__WORK TO COMPLETE__
Rewrite the data below from the line containing "Locate the brown" through the end of the data, changing every "frame" to "image" and leaving everything else as it is. Leave the pictures out of your answer.

__DATASET ENTRIES__

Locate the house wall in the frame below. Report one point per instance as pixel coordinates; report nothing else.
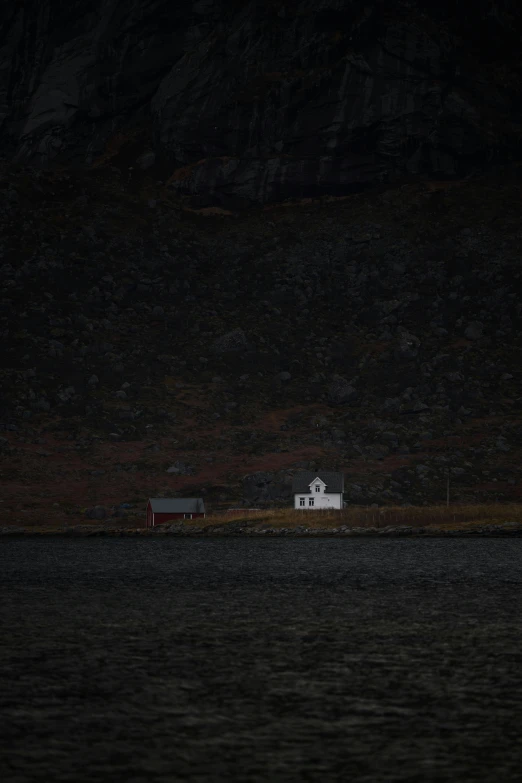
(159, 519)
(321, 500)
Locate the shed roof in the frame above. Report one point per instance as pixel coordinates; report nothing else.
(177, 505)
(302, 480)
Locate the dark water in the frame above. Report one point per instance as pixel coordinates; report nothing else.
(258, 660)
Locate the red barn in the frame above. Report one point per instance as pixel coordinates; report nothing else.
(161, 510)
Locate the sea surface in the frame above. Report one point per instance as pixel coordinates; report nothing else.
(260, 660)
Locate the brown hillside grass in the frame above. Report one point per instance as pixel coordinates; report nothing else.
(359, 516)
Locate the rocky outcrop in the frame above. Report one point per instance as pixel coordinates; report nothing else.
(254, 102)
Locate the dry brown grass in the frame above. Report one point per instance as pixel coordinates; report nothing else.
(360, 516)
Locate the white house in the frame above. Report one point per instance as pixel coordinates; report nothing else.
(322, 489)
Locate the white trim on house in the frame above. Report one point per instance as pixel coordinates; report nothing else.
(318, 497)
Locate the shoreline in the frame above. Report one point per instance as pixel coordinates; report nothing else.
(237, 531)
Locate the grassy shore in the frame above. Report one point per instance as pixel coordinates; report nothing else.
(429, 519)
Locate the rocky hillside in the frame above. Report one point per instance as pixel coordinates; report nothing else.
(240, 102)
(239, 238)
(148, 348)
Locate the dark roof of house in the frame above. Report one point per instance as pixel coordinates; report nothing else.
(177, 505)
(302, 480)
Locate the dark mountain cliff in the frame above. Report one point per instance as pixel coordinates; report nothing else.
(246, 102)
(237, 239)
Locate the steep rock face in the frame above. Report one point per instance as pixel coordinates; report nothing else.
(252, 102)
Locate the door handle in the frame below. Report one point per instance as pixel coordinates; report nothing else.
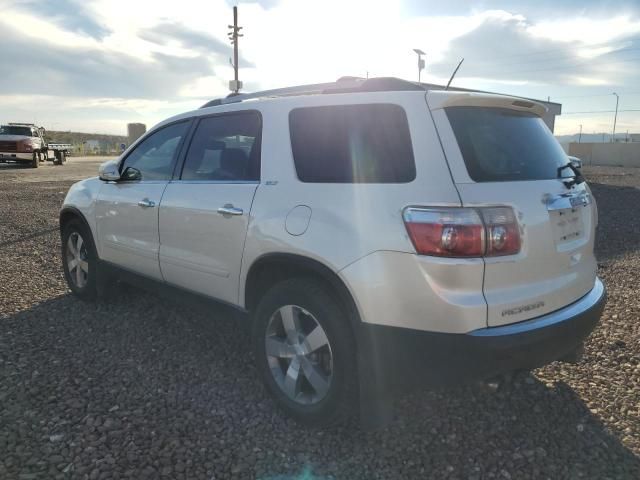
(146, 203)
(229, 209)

__OUTPUT OF THE EXERCISE__
Locate the brown hillside grass in the image above. Report one point per instance as pixel coordinates; report nothing else.
(359, 516)
Locate the rocky outcrop in the image above. Report one point per instance as pixel coordinates; report nothing else.
(254, 102)
Locate the dry brown grass in the image above. Report one point per instance as pixel coordinates; report nothing else.
(360, 516)
Locate the white house in the image above. Report one point per instance as pixel coordinates; report nothing else.
(322, 489)
Locate the white trim on house in the image above. Report one point per instance as pixel coordinates; report nothing else.
(318, 497)
Locate the shoreline in the image above. Report one point per instance as pixel coordinates; report nothing else.
(237, 531)
Locate the grassy shore in the image above. Report one point per instance as pixel coordinates; report nothing else.
(429, 519)
Locate the rocky hillside in the image above. Report one point per instance as pixel coordinates; report nothing else.
(240, 102)
(239, 238)
(148, 348)
Locate the dark roof of house in the image above. Report one point per instance as pixel coordinates; report nothing else.
(177, 505)
(302, 480)
Locate the dark mountain cliff in the image above. Report one point per instance as pixel coordinates; report nothing else.
(246, 102)
(237, 239)
Locate the steep rock face in the image above. Report one point per instance as pixel coordinates; report nothing else.
(252, 102)
Locate the door handle in the image below. Report one point per instance as pixel coordinates; report nothing else.
(146, 203)
(229, 209)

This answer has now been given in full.